:: Passage ::
+ + + +
The Nandisradham differs from the regular Sradham (anniversary) though both are meant to get the blessings of the forefathers. Nandisradham is known as Shobanasradham and no homam is done. The happy mood of the function going to be performed next day prevails during the Nandisradham also. There is festivity in the air. As no homam is performed in which havis is offered to the Agni and then offered to the pitruswarupa Brahmins, there is no pitrusesham and all can partake of the food after the Brahmins are fed, whereas during the Pratyabdikasradham, the pitrusesham can be partaken only by the immediate blood relatives. Further, for the pratyabdikasradham the month, paksham and thithi are fixed as on the day of the death of the parent, no particular thithi needs to be chosen for the performance of the nandisradham. Normally it is performed on the day previous to the main muhurtham.
During Nandisradham, Kolam is drawn and the rituals are performed on that. Usually there are 9 Brahmins on whom the father, paternal grandfather (or paternal grandfather and his father, if father is alive) mother and paternal grandmother (or paternal grandmother and her mother-in-law if mother is alive), maternal grandfather and grandmother, 2 vishwedevas and one Mahavishnuswarupa are invoked. In some places, there are 2 mahavishnuswarupas, thus taking the number to 10.
Before the Nandisradham, Udakasanthi, Angurarpanam and Kanganadharanam is performed. As we were having the choulam and upanayanam for two of my nephews on the same day, all the above rituals, except Nandisradham, were done for both the boys simultaneously.

Choulam is the first mundan ceremony for boys and is usually conducted between the age of 2 and 3. According to Sastras, this should be the first occasion when a razor is used on the child’s head. Due to various reasons, we could not perform the choulam for our handsome and charming younger son till the age of 5. So he had long hair when he went to kindergarten causing his teacher to send a note saying, “Please cut your daughter’s hair.” Eventually, we took him to Palani and offered his hair to the God there.

These days, it is only in very few families the choulam ceremony is conducted; if not, just the vedic rituals are conducted along with Upanayanam. Last year when we wanted to conduct the choulam for a nephew in Bangalore, our vadhyar said that there was no vadhyar who knows to conduct the choulam in Bangalore and we had to get our family vadhyar from Puthucode.
+ + + +
:: Given information ::
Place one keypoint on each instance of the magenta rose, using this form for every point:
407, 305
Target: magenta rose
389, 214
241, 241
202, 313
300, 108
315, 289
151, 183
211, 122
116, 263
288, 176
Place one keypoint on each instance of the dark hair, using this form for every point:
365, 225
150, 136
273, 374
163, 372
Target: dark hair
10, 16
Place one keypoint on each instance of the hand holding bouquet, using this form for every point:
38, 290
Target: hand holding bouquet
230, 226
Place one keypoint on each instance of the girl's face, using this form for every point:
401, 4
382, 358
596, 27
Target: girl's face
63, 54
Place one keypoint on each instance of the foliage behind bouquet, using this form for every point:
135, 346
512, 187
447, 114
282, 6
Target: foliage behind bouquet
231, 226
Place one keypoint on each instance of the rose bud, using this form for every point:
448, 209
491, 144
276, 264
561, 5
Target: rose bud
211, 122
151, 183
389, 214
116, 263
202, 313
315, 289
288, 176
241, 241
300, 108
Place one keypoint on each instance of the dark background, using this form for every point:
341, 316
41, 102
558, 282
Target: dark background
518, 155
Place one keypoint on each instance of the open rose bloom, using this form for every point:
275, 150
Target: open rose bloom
+ + + +
:: Task list ::
• a. Reproduce the Nandisradham passage word for word, everything from "Before the Nandisradham, Udakasanthi, Angurarpanam" down to "the God there.".
• b. According to the Nandisradham passage, which rituals are performed before the Nandisradham? List them all.
• c. Answer these questions using the Nandisradham passage:
(i) What other name is Nandisradham known by?
(ii) Between what ages is the choulam usually conducted?
(iii) From where did the family have to get their family vadhyar for the nephew's choulam in Bangalore?

:: Solution list ::
• a.
Before the Nandisradham, Udakasanthi, Angurarpanam and Kanganadharanam is performed. As we were having the choulam and upanayanam for two of my nephews on the same day, all the above rituals, except Nandisradham, were done for both the boys simultaneously.

Choulam is the first mundan ceremony for boys and is usually conducted between the age of 2 and 3. According to Sastras, this should be the first occasion when a razor is used on the child’s head. Due to various reasons, we could not perform the choulam for our handsome and charming younger son till the age of 5. So he had long hair when he went to kindergarten causing his teacher to send a note saying, “Please cut your daughter’s hair.” Eventually, we took him to Palani and offered his hair to the God there.

• b.
Udakasanthi
Angurarpanam
Kanganadharanam

• c.
(i) Shobanasradham
(ii) Between the ages of 2 and 3
(iii) From Puthucode